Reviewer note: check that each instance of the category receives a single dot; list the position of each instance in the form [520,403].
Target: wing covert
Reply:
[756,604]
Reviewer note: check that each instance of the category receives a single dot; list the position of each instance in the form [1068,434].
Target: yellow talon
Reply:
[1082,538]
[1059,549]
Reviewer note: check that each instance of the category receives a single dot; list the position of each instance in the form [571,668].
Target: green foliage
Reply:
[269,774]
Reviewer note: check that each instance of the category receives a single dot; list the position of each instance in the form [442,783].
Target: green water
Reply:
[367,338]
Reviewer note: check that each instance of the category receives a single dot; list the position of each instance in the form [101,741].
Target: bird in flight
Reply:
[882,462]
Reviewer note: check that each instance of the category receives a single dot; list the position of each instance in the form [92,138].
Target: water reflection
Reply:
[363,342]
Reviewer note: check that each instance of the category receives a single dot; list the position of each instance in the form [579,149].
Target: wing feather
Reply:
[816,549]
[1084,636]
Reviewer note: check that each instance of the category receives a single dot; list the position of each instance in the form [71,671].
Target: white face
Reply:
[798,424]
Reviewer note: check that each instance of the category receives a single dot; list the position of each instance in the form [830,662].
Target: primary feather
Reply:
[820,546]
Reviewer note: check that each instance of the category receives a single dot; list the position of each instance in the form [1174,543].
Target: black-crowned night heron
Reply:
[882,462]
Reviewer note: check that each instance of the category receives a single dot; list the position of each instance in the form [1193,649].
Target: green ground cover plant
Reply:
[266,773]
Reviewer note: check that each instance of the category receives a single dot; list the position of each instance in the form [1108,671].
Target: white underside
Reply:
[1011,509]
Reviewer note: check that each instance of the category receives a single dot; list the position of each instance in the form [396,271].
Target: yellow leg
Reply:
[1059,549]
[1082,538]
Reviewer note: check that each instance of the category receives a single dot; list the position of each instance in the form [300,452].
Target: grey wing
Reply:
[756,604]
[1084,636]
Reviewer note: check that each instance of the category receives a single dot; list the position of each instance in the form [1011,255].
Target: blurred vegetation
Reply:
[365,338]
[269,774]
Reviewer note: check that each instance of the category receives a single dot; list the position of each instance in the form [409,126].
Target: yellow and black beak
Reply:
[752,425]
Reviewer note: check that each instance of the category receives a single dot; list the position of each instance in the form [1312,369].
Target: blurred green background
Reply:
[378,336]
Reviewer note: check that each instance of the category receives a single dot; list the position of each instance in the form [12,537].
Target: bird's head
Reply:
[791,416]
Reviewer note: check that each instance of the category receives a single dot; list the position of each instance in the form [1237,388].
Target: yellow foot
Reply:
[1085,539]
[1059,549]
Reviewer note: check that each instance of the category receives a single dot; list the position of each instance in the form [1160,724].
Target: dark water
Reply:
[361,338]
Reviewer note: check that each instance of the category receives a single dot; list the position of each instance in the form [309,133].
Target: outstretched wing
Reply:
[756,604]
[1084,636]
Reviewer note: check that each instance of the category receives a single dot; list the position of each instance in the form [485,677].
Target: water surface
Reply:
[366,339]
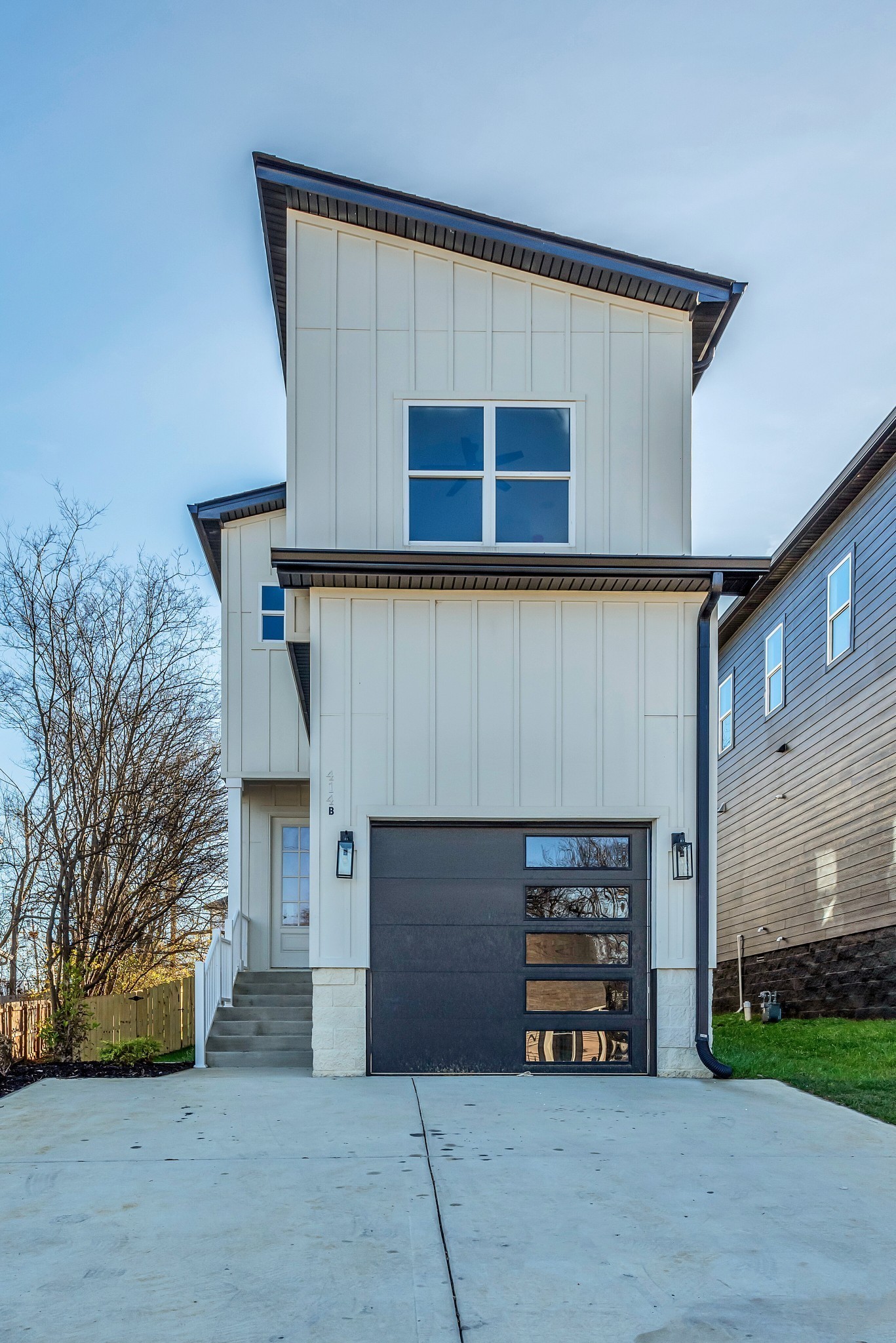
-------------------------
* [Activity] Answer with a single number: how many lines in the data above have the string "blurred" in them?

* [Expected answer] 2